Iowa student aid agency reports future enrollment gap for Iowa’s universities

Iowa lawmakers met with Iowa College Student Aid to discuss the FY 2022 budget that will fund college aid for Iowa students.

Raquele Decker

The Appropriations Subcommittee Meeting is seen taking place on Wednesday, Feb. 10, 2021. The meeting was held over webex due to the ongoing COVID-19 pandemic.

Sabine Martin, News Reporter


The Iowa College Student Aid Commission reported a future college enrollment gap for Iowa’s universities to Iowa lawmakers at an education appropriations subcommittee meeting on Wednesday morning in the Iowa Capitol in Des Moines.

Iowa College Aid said fewer students are applying to college, which will lead to a decline in enrollment.

Mark Wiederspan, Executive Director for Iowa College Student Aid, said enrollment trends before the COVID-19 pandemic showed an enrollment gap from high school students attending secondary schooling. Because of the pandemic, Wiederspan said the enrollment gap is likely to widen because of the COVID-19 pandemic.

◇ ◇ ◇

Carry on the news article about the college enrollment gap at Iowa's universities, starting after its last sentence. You won't need the lines that follow to carry out the task.

◇ ◇ ◇

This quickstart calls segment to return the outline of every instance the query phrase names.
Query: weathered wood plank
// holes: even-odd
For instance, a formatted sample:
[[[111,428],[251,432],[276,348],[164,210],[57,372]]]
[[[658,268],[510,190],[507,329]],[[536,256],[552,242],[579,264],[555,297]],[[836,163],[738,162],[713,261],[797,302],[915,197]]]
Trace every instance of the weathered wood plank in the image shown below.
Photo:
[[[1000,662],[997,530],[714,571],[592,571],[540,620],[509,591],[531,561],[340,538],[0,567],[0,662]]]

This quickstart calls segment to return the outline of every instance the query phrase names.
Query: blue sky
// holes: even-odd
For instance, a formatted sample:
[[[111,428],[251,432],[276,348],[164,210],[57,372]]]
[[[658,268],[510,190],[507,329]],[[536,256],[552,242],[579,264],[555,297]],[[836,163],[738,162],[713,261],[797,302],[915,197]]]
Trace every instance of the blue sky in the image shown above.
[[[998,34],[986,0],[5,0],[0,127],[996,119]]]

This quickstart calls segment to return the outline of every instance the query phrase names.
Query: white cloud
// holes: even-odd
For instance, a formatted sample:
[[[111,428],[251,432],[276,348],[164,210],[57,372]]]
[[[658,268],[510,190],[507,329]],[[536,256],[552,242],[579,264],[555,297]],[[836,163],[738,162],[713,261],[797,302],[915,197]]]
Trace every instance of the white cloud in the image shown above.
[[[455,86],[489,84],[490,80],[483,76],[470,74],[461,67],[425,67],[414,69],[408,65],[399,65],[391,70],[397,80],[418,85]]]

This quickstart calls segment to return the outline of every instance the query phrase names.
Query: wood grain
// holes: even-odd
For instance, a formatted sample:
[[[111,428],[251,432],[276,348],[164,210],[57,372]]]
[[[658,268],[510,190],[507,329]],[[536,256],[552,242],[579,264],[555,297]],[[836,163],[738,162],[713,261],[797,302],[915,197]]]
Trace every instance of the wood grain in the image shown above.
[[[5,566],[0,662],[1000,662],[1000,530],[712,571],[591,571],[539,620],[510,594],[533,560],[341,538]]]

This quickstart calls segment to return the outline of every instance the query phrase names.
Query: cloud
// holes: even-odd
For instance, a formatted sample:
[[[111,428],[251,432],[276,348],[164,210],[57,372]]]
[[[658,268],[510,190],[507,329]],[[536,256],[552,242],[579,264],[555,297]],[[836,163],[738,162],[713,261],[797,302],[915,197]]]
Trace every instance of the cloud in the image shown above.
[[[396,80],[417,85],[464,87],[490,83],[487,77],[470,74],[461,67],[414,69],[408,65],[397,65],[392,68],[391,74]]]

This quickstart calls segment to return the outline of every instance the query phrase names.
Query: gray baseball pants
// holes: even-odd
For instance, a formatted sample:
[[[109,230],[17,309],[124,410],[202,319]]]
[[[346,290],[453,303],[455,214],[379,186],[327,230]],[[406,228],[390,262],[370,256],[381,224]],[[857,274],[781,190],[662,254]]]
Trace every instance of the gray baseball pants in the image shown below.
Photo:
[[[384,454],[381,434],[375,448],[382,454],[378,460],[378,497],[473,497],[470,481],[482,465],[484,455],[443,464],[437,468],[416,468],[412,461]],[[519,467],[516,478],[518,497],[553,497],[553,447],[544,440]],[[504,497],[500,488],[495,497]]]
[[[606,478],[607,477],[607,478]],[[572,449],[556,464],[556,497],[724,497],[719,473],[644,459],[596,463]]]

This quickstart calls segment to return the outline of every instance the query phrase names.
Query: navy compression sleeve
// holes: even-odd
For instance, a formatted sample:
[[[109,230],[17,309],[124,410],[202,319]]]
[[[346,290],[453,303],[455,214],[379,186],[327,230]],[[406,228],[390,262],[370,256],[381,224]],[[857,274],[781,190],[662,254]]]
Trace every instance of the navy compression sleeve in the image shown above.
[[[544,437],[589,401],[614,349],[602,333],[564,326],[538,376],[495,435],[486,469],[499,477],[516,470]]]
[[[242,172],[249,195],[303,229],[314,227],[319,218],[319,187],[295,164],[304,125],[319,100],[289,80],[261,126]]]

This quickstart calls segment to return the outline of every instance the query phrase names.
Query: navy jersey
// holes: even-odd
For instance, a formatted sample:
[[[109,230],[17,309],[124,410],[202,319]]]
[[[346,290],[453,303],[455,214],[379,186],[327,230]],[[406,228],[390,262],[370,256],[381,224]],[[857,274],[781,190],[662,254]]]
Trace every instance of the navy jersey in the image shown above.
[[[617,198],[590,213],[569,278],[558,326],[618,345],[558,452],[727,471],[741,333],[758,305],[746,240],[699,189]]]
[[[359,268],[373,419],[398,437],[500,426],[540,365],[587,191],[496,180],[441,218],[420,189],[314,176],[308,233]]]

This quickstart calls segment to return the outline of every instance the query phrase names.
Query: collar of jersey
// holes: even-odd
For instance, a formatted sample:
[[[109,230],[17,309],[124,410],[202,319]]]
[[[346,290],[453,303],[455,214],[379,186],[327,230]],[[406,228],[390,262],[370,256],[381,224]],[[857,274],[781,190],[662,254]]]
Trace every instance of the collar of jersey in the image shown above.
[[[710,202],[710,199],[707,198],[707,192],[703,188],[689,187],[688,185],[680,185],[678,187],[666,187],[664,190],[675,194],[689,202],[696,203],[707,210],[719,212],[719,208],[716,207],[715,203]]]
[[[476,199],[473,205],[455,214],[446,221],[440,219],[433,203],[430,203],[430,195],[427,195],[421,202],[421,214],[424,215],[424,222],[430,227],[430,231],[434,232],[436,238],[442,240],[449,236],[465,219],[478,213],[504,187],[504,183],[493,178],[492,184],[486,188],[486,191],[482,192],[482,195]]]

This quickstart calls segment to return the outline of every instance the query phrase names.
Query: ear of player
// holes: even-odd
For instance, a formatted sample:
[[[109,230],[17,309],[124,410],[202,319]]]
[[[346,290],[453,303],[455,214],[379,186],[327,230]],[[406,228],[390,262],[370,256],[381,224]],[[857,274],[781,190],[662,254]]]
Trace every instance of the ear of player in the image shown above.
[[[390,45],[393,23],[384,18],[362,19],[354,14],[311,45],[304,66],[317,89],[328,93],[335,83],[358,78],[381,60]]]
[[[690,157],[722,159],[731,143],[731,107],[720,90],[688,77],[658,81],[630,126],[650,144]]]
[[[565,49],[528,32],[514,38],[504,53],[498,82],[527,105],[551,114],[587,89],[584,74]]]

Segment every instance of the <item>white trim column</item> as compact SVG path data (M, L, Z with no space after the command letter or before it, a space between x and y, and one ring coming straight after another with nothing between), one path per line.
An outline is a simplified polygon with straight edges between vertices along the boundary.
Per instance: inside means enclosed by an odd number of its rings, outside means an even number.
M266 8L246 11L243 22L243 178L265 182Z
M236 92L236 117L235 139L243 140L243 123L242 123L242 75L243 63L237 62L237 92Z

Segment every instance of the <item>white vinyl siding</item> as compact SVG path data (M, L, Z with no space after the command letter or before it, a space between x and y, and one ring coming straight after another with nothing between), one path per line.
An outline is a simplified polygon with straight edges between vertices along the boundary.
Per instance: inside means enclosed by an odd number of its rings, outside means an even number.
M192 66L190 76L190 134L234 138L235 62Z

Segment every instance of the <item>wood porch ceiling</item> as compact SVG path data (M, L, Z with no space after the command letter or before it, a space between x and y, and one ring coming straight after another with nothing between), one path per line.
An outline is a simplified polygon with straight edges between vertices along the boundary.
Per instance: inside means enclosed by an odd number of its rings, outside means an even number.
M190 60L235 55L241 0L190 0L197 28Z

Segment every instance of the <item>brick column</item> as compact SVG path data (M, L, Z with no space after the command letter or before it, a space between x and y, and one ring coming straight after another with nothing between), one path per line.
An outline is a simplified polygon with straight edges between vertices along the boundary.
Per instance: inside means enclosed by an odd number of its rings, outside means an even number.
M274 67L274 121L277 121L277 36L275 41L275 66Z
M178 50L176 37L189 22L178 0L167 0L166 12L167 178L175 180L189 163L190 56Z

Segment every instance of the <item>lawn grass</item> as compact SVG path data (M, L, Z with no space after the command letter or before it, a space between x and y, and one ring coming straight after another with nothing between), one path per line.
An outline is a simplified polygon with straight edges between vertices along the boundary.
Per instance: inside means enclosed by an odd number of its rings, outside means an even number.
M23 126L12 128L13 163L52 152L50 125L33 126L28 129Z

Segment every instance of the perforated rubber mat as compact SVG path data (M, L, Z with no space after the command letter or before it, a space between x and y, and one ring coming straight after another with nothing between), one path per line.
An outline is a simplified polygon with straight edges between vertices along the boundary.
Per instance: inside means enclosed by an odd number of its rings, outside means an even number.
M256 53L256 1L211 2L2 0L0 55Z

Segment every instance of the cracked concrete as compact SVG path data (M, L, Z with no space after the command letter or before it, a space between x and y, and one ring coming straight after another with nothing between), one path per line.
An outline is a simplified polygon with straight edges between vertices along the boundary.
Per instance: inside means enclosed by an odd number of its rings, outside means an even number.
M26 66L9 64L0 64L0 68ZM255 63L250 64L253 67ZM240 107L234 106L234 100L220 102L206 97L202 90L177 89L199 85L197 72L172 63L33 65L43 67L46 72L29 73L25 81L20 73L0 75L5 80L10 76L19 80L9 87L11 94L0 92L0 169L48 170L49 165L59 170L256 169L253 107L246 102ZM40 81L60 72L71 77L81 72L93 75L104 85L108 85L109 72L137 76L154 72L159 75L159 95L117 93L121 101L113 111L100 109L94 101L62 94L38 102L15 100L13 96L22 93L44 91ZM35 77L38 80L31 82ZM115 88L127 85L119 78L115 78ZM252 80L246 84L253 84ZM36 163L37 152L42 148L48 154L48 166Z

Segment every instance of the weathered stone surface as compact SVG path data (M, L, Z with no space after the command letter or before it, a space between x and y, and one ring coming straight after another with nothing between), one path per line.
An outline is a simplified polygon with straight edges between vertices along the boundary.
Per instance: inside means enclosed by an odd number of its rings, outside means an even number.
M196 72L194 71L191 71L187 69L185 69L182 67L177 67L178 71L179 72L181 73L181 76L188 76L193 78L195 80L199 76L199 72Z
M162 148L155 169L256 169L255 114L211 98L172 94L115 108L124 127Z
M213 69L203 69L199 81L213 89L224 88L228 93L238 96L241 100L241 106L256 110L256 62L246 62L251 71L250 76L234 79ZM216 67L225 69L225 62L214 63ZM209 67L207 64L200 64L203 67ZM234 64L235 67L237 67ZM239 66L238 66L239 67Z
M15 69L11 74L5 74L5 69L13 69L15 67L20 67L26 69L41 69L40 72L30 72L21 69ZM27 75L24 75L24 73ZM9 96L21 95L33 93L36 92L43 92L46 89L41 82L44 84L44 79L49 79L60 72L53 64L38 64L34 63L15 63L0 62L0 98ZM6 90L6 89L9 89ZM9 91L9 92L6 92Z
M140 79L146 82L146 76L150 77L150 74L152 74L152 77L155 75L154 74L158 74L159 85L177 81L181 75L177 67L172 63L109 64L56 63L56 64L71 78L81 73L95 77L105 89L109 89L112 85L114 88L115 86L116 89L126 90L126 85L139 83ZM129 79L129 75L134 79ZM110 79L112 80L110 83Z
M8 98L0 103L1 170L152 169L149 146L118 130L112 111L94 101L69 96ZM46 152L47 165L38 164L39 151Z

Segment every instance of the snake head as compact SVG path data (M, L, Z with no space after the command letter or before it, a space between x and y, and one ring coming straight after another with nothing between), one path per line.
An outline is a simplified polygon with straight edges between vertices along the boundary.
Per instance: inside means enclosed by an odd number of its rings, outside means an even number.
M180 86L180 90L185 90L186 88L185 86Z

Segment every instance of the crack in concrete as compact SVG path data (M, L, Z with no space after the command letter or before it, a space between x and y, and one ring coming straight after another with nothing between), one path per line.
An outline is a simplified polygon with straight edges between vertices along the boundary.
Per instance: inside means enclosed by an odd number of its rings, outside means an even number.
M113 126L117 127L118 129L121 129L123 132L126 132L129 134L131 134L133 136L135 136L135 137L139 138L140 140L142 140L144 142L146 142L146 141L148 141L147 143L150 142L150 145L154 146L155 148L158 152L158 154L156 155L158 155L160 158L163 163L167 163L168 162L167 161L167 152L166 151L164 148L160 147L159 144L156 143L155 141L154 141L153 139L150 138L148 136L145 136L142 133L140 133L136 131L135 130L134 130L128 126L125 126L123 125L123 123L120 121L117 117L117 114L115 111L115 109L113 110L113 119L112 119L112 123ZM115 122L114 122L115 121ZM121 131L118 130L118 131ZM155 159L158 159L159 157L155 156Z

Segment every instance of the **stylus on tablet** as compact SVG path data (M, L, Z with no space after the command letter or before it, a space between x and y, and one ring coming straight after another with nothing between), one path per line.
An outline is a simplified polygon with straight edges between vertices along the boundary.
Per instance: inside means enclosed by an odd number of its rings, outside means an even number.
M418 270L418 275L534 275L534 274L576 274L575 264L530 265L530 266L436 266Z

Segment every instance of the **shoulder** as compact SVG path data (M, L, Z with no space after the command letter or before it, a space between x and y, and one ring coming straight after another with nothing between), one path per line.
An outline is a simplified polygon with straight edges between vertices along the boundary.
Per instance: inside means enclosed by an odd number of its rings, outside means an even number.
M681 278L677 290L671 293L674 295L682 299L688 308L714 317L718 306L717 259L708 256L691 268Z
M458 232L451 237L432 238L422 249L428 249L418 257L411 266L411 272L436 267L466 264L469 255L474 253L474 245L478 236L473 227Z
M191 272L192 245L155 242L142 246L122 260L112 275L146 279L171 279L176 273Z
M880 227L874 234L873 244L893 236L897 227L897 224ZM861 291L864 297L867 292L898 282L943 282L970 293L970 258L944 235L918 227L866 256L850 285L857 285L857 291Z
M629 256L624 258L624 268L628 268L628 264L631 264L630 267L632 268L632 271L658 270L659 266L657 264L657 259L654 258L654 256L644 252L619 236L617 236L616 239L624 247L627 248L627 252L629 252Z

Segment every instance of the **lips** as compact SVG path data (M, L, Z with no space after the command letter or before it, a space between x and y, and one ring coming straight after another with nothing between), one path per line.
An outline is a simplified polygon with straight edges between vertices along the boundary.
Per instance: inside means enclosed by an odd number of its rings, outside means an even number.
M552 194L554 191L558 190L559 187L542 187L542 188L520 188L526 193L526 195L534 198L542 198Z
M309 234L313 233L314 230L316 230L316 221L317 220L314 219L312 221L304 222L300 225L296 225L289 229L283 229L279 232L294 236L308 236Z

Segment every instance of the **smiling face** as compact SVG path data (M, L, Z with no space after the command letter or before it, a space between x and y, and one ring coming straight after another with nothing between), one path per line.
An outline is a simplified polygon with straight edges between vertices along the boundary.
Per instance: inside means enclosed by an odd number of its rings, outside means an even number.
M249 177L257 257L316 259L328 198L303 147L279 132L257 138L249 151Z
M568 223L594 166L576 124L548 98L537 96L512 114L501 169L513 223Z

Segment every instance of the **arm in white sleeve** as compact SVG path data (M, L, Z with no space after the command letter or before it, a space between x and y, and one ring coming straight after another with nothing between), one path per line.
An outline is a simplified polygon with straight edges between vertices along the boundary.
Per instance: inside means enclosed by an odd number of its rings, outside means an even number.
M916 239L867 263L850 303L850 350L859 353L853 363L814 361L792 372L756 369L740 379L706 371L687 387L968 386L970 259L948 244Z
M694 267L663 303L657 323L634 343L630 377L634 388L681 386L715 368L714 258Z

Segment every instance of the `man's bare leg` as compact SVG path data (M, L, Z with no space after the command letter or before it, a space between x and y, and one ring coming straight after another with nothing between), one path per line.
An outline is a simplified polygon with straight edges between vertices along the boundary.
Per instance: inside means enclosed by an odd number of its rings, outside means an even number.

◇ ◇ ◇

| TASK RESULT |
“It would suggest to you that all Iowans would have the same equal benefits or the same opportunity to receive these benefits,” he said. “Unfortunately, what we’re finding is that that’s not the case.”

Iowa College Student Aid Commission, a state agency, provides grants and funding to students for post-secondary education opportunities.

In the fiscal 2022 education budget, Iowa Gov. Kim Reynolds recommended $90,154,863 for Iowa College Student Aid. This amount exceeds the requested $79,951,620 of funding from the agency. Wiederspan said Iowa College Aid supports Reynolds’ budget recommendation, which includes a 2.2 percent increase for an Iowa tuition grant and a $10 million increase for the last dollar scholarship, which helps cover fees not provided for by federal aid.

Iowa student aid found a 32 percent difference in college enrollment between non recipients and recipients of free and reduced-price lunch among graduating Iowa high school students in 2019, Wiederspan said.

Rep. Cindy Winckler, D-Davenport, said funding education is important because the median earnings of Iowa residents with associate degrees or higher will positively correlate with the growing of Iowa’s economy.

“The more that we invest in postsecondary information, education, the median earnings also are impacted by the level of education is the key,” Winckler said.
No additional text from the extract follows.